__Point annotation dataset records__
+ + + +
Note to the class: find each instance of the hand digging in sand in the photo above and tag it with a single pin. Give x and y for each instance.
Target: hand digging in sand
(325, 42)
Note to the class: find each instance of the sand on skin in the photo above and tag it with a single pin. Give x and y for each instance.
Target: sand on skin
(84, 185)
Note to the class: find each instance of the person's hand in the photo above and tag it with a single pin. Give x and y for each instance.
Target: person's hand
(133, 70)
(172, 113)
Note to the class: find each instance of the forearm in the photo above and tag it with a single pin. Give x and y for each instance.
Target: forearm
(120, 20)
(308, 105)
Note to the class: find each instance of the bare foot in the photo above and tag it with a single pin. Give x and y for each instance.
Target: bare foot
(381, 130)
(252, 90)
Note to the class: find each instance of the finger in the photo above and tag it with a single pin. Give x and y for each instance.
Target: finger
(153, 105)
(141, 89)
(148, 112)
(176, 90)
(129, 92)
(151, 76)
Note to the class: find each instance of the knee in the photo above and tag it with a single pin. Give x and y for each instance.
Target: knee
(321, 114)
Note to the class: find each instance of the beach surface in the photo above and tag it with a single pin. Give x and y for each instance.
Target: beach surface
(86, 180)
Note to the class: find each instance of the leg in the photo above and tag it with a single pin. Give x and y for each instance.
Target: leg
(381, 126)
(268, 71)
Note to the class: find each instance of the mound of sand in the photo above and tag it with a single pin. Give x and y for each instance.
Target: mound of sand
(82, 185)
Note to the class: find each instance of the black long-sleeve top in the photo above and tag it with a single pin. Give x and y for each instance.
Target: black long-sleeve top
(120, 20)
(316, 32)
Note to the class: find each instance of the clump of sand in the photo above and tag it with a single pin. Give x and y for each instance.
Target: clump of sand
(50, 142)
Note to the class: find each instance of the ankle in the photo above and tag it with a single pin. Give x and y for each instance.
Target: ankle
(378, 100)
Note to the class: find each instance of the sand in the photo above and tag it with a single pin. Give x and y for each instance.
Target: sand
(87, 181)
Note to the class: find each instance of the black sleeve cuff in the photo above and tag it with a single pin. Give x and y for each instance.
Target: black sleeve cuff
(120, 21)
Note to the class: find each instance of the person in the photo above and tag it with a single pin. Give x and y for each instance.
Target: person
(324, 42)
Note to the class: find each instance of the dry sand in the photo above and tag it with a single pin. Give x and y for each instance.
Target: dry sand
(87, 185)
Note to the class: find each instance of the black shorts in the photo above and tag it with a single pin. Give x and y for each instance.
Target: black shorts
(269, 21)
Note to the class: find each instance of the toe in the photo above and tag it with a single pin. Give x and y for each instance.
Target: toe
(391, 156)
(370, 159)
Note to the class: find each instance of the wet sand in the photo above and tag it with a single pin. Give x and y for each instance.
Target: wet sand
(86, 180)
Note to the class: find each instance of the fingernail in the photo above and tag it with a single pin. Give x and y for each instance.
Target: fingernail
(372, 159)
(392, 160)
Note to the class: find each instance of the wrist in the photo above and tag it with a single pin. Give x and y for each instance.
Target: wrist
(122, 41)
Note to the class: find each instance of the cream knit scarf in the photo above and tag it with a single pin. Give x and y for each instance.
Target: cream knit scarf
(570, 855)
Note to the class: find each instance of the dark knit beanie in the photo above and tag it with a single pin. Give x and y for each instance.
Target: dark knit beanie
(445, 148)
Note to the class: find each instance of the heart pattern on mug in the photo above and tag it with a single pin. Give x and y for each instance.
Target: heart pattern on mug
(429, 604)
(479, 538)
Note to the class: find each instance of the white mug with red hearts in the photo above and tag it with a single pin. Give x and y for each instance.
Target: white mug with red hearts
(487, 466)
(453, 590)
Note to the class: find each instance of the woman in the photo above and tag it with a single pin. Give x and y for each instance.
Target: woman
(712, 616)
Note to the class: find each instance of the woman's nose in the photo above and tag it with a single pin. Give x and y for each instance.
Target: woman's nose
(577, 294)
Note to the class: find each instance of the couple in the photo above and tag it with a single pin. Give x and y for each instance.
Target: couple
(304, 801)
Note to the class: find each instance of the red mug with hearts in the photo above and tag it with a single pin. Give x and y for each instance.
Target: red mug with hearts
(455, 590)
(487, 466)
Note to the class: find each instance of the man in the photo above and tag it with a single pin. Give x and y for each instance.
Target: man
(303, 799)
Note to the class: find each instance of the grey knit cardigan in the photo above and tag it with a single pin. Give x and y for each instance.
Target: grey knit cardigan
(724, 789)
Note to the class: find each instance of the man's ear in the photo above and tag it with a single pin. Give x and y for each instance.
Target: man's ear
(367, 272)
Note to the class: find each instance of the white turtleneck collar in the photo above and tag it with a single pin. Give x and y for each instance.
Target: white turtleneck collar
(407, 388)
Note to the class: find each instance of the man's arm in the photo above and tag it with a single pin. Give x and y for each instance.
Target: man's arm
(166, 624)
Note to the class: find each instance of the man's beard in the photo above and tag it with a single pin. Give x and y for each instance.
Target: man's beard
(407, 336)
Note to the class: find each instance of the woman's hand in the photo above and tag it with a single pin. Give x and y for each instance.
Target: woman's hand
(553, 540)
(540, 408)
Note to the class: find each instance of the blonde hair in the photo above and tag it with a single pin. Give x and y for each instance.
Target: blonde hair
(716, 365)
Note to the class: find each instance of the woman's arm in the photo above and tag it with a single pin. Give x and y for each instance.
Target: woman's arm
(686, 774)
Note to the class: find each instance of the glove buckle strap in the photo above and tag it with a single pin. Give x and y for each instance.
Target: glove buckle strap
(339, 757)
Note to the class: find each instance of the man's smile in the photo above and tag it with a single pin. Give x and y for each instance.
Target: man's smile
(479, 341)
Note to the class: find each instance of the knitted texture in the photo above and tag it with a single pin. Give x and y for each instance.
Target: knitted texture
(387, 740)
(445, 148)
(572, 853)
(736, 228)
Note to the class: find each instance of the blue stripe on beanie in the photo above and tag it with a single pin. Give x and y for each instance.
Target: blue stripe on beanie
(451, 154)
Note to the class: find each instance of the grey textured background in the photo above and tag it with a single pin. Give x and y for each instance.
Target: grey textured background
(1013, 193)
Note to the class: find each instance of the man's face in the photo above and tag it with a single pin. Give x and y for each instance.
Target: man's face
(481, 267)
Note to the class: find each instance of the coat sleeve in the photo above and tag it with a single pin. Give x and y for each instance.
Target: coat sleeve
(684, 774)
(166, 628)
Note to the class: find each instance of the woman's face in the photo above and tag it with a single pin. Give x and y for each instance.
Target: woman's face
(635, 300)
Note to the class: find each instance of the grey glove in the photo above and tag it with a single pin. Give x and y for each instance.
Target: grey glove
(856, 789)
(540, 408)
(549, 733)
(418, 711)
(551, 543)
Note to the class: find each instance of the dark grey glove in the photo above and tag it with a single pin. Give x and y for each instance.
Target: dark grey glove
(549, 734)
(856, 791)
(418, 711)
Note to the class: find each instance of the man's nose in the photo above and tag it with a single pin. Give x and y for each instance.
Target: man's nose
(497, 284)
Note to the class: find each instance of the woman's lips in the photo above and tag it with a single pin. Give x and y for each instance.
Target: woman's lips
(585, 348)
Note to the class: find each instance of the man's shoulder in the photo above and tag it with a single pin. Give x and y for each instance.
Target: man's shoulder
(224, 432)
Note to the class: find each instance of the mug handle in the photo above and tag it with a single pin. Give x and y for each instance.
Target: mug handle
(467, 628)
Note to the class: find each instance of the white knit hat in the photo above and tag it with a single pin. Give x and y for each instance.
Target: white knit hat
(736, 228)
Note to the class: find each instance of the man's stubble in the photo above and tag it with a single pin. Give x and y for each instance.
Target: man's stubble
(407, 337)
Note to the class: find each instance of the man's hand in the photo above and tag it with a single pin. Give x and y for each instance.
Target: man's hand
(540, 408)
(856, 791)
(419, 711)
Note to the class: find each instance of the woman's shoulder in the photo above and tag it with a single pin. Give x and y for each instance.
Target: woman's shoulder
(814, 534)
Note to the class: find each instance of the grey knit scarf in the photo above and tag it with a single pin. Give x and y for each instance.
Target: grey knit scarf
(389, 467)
+ + + +
__Prompt__
Reproduce the records from the line containing "Note to the class: find each instance of the man's shoulder" through the end of the records, inclusive, swapping "mug handle" for "cup handle" and leaving everything else the same.

__Full output__
Note to the class: find each instance of the man's shoulder in the photo above and tag it with a single pin. Give x and y for each instance.
Target: man's shoulder
(224, 432)
Note to the class: find each instance of the cup handle in the photo above and tag it with a single pin. Give x and y for each instance.
Target: cup handle
(467, 628)
Note to the class: find each instance of the white knit hat in the photo above and tag it with a single pin. Give x and y for each instance.
Target: white knit hat
(736, 228)
Note to the class: find each instance of the man's stubble in the photo above and tag it with a single pin. Give x and y for each instance.
Target: man's stubble
(407, 337)
Note to the class: find each instance of the man's hand in the photo above and tag it with a single pin. Give x and y for each instance.
Target: man's hand
(540, 408)
(856, 791)
(419, 711)
Note to the class: find each instance of the woman's shoulder in the photo above and tag it with a single pin. Give x and y for each instance.
Target: woman's shoulder
(814, 534)
Note to the class: find each instance of the grey knit scarf in the photo above and tag it with a single pin. Give x and y for each instance.
Target: grey knit scarf
(389, 467)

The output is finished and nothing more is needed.